# SUPPLIED TEXT
** Begin **
But it was still order 4 when booted with slub_debug=O, which surprised me.
And that surprises you too?  If so, then we ought to dig into it further.

> 
> Why are the slab allocators used to create slab caches for large object
> sizes?

There may be more optimal ways to allocate, but I expect that when
the ppc guys are writing the code to handle both 4k and 64k page sizes,
kmem caches offer the best span of possibility without complication.

> 
> > Relying on order:3 or order:4 allocations is just too optimistic: ppc64
> > with 4k pages would do better not to expect to support a 128TB userspace.
> 
> I thought you had these huge 64k page sizes?

ppc64 does support 64k page sizes, and they've been the default for years;
but since 4k pages are still supported, I choose to use those (I doubt
I could ever get the same load going with 64k pages).
** End **
# DATA
** Begin **
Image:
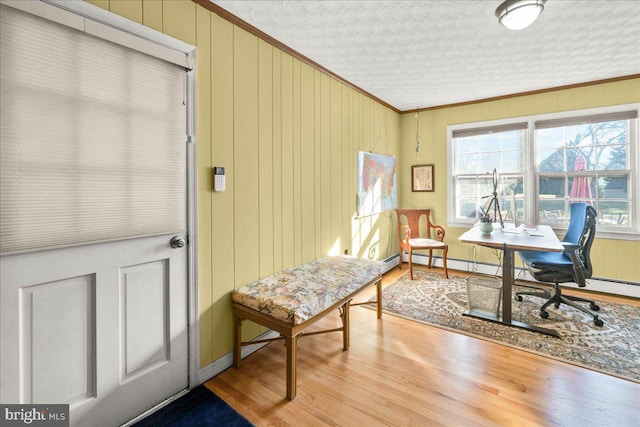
** End **
# TASK 1
Reproduce the part of the slab allocator thread that begins at the words "But it was still" and stops after "possibility without complication.".
# TASK 2
Carry on the slab allocator thread from the point where it stops.

# EXERCISE ANSWER 1
But it was still order 4 when booted with slub_debug=O, which surprised me.
And that surprises you too?  If so, then we ought to dig into it further.

> 
> Why are the slab allocators used to create slab caches for large object
> sizes?

There may be more optimal ways to allocate, but I expect that when
the ppc guys are writing the code to handle both 4k and 64k page sizes,
kmem caches offer the best span of possibility without complication.

# EXERCISE ANSWER 2
Hugh

Mathieu Malaterre May 31, 2017, 7:02 p.m. UTC | #5

On Wed, May 31, 2017 at 8:44 PM, Hugh Dickins <hughd@google.com> wrote:
> [ Merging two mails into one response ]
>
> On Wed, 31 May 2017, Christoph Lameter wrote:
>> On Tue, 30 May 2017, Hugh Dickins wrote:
>> > SLUB: Unable to allocate memory on node -1, gfp=0x14000c0(GFP_KERNEL)
>> >   cache: pgtable-2^12, object size: 32768, buffer size: 65536, default order: 4, min order: 4
>> >   pgtable-2^12 debugging increased min order, use slub_debug=O to disable.
>>
>> > I did try booting with slub_debug=O as the message suggested, but that
>> > made no difference: it still hoped for but failed on order:4 allocations.
>>
>> I am curious as to what is going on there. Do you have the output from
>> these failed allocations?
>
> I thought the relevant output was in my mail.  I did skip the Mem-Info
> dump, since that just seemed noise in this case: we know memory can get
> fragmented.  What more output are you looking for?
>
>>
>> > I wanted to try removing CONFIG_SLUB_DEBUG, but didn't succeed in that:
>> > it seemed to be a hard requirement for something, but I didn't find what.
>>
>> CONFIG_SLUB_DEBUG does not enable debugging. It only includes the code to
>> be able to enable it at runtime.
>
> Yes, I thought so.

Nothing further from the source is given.